> [EXTRACTED TEXT]:
- - - - - - -
Lighting up in Kodiak could cost you a bit more.
On Tuesday night, the Kodiak City Council held preliminary discussion on implementing a citywide tax on all tobacco products. The tax is seen as a means to raise revenue without altering property or sales taxes.
“At least initially, I don’t think the citizens would have much of a problem with it,” said city manager Aimee Kniaziowski.
Betty McTavish, tobacco prevention counselor for the Kodiak Area Native Association, told the city council that raising taxes is the best way to deter smoking, and she offered her unqualified support.
Six Alaska communities already levy local tobacco taxes. Anchorage taxes cigarettes at $1.30 per pack and 45 percent on other tobacco prices. In the Mat-Su and Sitka boroughs, cigarettes are taxed at $1 per pack, and all other tobacco items are taxed at 45 percent.
Sitka, which has a similar population to Kodiak, raises an average of $450,000 per year through its tax, finance director Mary Munk told the council.
“It is a source of revenue,” she said.
Most communities that levy a tobacco tax use the proceeds to fund hospitals. Kodiak’s hospital is borough-owned, and the city has no health powers. Councilors instead discussed using tobacco tax revenue to fund athletics or parks programs but did not reach consensus.
- - - - - - -
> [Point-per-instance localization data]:

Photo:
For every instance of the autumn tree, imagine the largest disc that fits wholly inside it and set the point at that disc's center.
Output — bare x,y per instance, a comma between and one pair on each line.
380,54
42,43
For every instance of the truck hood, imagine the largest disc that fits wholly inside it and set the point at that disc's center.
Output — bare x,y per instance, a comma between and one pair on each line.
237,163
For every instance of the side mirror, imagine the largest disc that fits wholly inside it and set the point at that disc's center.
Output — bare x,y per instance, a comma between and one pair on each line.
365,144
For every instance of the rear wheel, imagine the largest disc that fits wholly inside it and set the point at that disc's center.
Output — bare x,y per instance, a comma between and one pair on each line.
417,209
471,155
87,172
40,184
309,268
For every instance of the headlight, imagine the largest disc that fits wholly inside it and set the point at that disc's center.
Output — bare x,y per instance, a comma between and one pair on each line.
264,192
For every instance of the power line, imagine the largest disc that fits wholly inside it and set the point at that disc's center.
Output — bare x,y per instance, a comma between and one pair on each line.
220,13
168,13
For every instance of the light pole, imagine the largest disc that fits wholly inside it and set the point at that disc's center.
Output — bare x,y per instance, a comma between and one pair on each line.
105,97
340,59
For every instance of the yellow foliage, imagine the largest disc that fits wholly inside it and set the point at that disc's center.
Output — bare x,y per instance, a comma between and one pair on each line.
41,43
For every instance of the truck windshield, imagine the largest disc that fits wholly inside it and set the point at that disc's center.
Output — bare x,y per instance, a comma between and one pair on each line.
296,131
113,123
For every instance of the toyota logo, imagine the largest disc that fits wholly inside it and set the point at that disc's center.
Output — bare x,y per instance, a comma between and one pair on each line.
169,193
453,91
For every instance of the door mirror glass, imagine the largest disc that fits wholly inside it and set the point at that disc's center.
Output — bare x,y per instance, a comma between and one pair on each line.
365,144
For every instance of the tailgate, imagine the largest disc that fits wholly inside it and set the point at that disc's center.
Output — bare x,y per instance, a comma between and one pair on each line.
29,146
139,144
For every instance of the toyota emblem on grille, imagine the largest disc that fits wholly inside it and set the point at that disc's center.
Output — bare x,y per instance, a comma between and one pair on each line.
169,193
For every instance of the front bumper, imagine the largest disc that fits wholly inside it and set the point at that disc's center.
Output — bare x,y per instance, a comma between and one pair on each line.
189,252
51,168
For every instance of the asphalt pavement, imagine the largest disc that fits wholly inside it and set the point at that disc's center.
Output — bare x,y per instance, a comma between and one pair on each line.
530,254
- - - - - - -
> [EXERCISE PROMPT]: List every person named in the article on Kodiak's proposed tobacco tax, along with the role the text gives each one.

> [RESPONSE BELOW]:
- Aimee Kniaziowski: city manager
- Betty McTavish: tobacco prevention counselor for the Kodiak Area Native Association
- Mary Munk: finance director